------ FRAGMENTO ------

Sócrates era un hombre pobre, cantero de profesión, pero pasaba cada rato libre pensando, estudiando y preguntando a otros. Poco a poco, pese a las opiniones enfrentadas de sus conciudadanos, fue creyendo que muchas cosas que se decían de los dioses griegos no podían ser ciertas.
Imaginaba a un dios grandioso, bueno, poderoso y justo, que gobernaba el mundo que había creado y que recompensaba al virtuoso y castigaba al malvado.
Sócrates creía que todo el mundo debía ser tan bueno y amable como fuera posible y perdonar las ofensas fácilmente. Esta creencia era muy diferente a la común en el mundo antiguo, en el que, por el contrario, se solía pensar que uno debía tratar de vengar cada insulto y devolver mal por mal.
El filósofo Sócrates no solo enseñaba este tipo de amabilidad, sino que la practicaba escrupulosamente adondequiera que fuera, en Atenas y fuera de ella. Tuvo muchas oportunidades de mostrarlo, pues se decía que tenía una mujer tan fastidiosa que su nombre, Jantipa, se usa a veces para referirse a una mujer enfadosa y gruñona.

------ DATOS BRUTOS ------

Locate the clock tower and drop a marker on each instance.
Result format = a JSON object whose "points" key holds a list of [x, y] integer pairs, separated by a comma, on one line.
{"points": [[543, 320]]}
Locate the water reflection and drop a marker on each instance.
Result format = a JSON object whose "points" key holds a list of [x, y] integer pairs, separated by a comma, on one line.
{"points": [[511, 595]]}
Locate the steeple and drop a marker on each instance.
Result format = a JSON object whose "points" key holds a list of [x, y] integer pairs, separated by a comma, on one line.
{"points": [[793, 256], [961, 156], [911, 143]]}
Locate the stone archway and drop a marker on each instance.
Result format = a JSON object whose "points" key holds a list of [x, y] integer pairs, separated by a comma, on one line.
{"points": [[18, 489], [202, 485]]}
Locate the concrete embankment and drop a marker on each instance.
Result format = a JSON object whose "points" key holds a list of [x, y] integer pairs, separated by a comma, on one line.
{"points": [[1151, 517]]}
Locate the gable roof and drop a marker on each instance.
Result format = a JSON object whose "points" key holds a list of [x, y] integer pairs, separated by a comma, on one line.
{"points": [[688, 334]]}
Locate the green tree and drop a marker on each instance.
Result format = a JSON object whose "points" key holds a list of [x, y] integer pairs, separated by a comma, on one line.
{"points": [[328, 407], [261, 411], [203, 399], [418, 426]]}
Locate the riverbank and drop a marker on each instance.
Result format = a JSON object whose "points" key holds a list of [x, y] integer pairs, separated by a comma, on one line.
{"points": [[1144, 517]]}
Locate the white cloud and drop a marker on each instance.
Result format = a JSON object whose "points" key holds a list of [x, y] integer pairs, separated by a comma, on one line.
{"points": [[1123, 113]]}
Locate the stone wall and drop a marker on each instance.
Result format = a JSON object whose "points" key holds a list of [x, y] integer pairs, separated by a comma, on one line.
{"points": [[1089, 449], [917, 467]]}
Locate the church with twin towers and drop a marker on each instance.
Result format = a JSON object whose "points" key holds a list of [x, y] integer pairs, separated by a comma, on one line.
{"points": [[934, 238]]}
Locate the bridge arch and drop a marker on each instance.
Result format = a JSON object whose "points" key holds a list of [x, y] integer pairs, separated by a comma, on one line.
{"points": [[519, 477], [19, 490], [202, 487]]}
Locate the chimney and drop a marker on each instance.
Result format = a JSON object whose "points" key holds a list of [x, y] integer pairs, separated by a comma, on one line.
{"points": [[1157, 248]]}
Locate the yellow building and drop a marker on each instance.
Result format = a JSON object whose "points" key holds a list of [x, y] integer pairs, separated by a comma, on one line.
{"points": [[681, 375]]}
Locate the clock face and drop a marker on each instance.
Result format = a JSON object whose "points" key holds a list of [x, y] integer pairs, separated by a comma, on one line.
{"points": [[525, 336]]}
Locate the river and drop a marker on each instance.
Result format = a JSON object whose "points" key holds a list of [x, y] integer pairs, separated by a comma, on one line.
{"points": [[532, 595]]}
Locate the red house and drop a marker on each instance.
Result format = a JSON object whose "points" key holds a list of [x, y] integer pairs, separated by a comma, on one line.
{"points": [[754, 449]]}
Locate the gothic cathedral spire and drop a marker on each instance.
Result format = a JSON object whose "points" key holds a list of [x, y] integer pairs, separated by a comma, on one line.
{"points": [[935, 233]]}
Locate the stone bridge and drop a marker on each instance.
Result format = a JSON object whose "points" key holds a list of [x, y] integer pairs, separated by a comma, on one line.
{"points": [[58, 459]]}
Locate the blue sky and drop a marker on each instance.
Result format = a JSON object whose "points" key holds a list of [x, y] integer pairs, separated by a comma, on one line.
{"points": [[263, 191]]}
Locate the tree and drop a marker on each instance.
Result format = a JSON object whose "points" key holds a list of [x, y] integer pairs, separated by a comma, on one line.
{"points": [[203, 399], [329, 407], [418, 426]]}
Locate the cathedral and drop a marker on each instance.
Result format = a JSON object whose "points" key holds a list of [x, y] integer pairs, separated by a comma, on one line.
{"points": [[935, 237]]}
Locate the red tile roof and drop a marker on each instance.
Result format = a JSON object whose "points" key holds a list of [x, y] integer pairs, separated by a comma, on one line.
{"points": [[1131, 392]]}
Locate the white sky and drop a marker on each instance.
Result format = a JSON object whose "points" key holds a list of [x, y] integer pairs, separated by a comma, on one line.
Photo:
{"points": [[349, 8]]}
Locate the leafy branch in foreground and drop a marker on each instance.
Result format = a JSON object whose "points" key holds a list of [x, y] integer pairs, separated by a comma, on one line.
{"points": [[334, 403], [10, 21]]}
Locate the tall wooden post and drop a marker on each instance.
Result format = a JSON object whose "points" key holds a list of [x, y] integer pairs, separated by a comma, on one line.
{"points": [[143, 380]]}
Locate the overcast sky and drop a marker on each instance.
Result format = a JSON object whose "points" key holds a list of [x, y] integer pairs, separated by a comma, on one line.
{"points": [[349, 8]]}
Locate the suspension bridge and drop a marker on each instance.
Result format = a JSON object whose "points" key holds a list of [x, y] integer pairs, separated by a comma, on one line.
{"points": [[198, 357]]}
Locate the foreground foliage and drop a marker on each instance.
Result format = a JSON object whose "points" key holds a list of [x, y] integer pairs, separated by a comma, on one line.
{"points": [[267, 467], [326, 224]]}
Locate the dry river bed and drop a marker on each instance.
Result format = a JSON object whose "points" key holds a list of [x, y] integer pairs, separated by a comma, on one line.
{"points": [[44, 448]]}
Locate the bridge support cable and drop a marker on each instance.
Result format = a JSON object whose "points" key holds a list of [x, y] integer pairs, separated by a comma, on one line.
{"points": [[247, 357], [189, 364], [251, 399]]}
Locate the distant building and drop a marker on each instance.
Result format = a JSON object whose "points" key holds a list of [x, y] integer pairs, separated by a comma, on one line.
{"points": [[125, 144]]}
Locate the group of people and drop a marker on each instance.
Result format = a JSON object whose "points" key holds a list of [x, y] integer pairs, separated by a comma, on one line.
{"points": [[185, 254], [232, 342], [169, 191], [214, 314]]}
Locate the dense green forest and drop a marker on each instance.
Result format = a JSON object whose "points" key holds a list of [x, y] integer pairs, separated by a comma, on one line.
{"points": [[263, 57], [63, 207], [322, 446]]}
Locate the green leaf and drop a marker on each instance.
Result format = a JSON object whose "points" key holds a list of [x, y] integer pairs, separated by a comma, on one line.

------

OBJETIVO A. Enumera los adjetivos con que el fragmento sobre Sócrates describe al dios que él imaginaba.
OBJETIVO B. Retoma el fragmento sobre Sócrates y continúalo a partir de su última oración.

RESPUESTA A. grandioso, bueno, poderoso, justo

RESPUESTA B.
Cada vez que Jantipa se enfadaba, regañaba al pobre Sócrates sin quedarse nada dentro. Él siempre escuchaba sin dejarse llevar por las emociones o incluso replicarle, y, cuando el humor de Jantipa era insoportable, Sócrates se iba tranquilamente de casa a hacer cualquier otra cosa en algún otro lugar.
Esta amabilidad y docilidad no hacía sino enfadar aún más a Jantipa, y, un día en que Sócrates se fue a otro sitio para escapar de su mal humor, cogió un jarro lleno de agua y se lo tiró encima. Sócrates se agitó para quitarse el agua, sonrió y les dijo a sus amigos:
—Después del trueno cae la lluvia.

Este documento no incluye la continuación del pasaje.